Written task A: In the article below on business analytics tools, list the tools the author used to do the analysis.
Written task B: According to the article below on business analytics tools, in what year did IBM acquire SPSS Statistics?

=== Document segment ===

We have introduced a new concept of giving insights and techniques related to Data Science, AI and ML

Exploratory Analysis Using SPSS, Power BI, R Studio, Excel & Orange

There’s a lot of talk about Business Analytics in today’s corporate world. But why is it so? Is it just another trend that people will forget soon? Well, this article aims to talk about major business analytics tools and then substantiate the stance of the corporate world.

As rightly said by John turkey, “Be approximately right rather than exactly wrong”. He was an American mathematician best known for the development of the Fast Fourier Transform algorithm and box plot.

This Quote helps in understanding the need for Analysis in today’s corporate world. The analysis is very important as it helps in understanding the future.

Let me explain this with a real-time case: -

Abstract: The dataset summarizes a heterogeneous set of features about articles published by Mashable in a period of two years (Mashable’s primary focus is on technology, lifestyle, and entertainment news. Website: www.mashable.com)

Case: Please carry out an Exploratory Data Analysis and create a compelling story based on the given dataset; also predict which Article will be more popular in the near future.

I have done the Analysis using:

1. R Studio:

It is an integrated development environment for R, a programming language for statistical computing and graphics. It is open-source software (Click here to download).

2. SPSS:

SPSS Statistics is a software package used for interactive, or batched, statistical analysis; IBM acquired it in 2009. (Click here to download).

3. Power BI:

Power BI is a business analytics service by Microsoft. It aims to provide interactive visualizations and business intelligence capabilities with an interface simple enough for end-users to create their reports and dashboards. (Click here to download).

4. Excel:

Microsoft Excel is a spreadsheet developed by Microsoft for Windows, macOS, Android, and iOS. It features calculation, graphing tools, pivot tables, and a macro programming language called Visual Basic for Applications. (Click here to download).

5. Orange:

Orange is an open-source data visualization, machine learning, and data mining toolkit. It features a visual programming front-end for explorative rapid qualitative data analysis and interactive data visualization. (Click here to download).

Let’s get started with Exploratory Analysis:

Exploratory Analysis is an approach to analyze data sets to summarise their main characteristics, often with visual methods. A statistical model can be used, but primarily exploratory Analysis is done for seeing what the data can tell us beyond the formal modeling or hypothesis testing task.

=== Material supplied ===

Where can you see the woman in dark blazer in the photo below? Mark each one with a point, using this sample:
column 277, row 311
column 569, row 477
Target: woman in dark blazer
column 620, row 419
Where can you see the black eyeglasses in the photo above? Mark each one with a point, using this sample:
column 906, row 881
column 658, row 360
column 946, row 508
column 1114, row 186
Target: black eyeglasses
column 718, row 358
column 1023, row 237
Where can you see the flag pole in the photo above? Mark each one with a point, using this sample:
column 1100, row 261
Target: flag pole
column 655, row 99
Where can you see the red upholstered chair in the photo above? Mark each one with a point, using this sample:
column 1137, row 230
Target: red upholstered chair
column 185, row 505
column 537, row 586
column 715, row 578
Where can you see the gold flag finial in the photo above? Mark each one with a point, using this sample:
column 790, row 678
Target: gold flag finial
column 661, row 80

===
=== Material supplied ===

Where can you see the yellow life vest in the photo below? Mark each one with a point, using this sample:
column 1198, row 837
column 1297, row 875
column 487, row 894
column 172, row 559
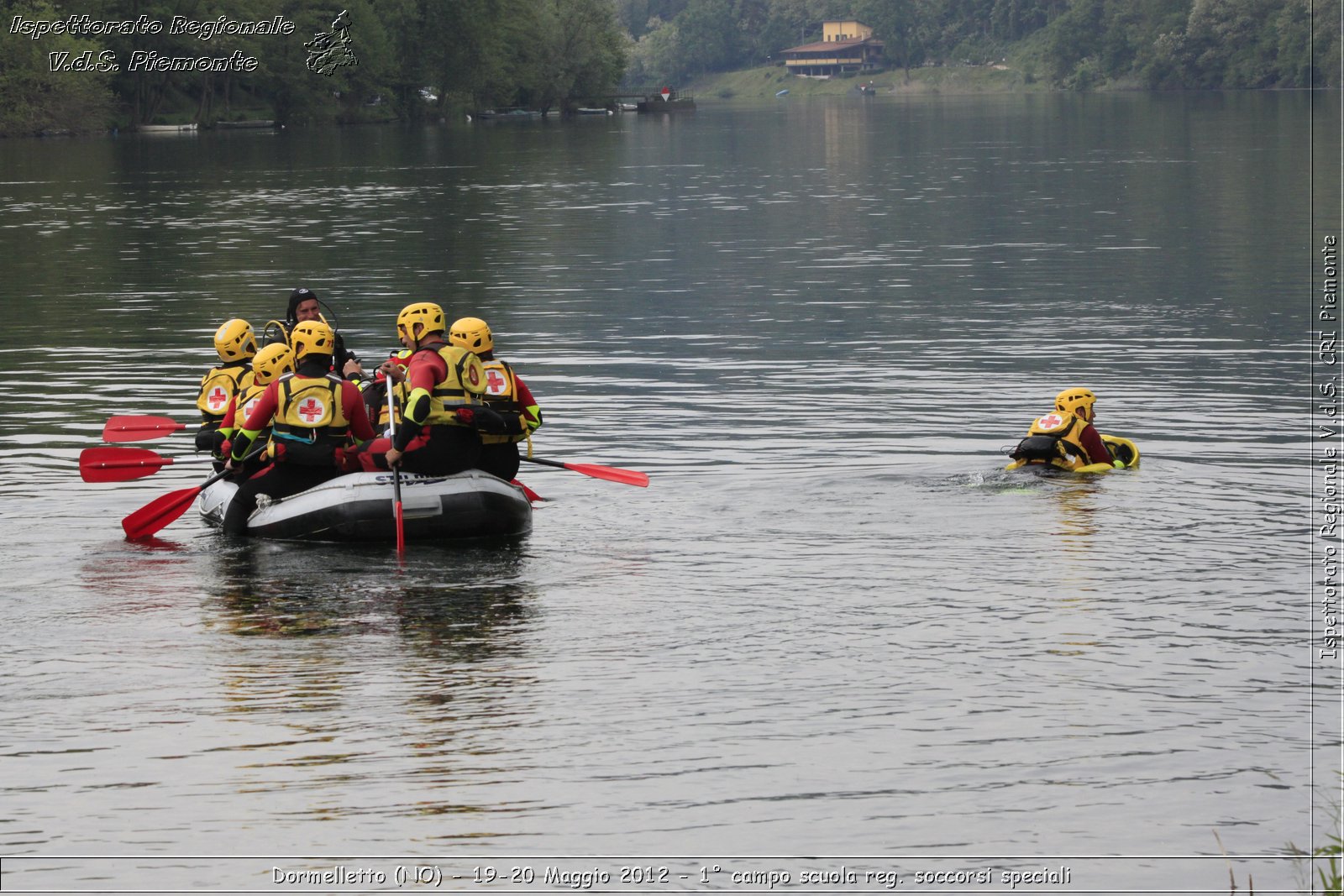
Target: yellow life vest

===

Expected output A: R Studio, SPSS, Power BI, Excel, and Orange

Expected output B: 2009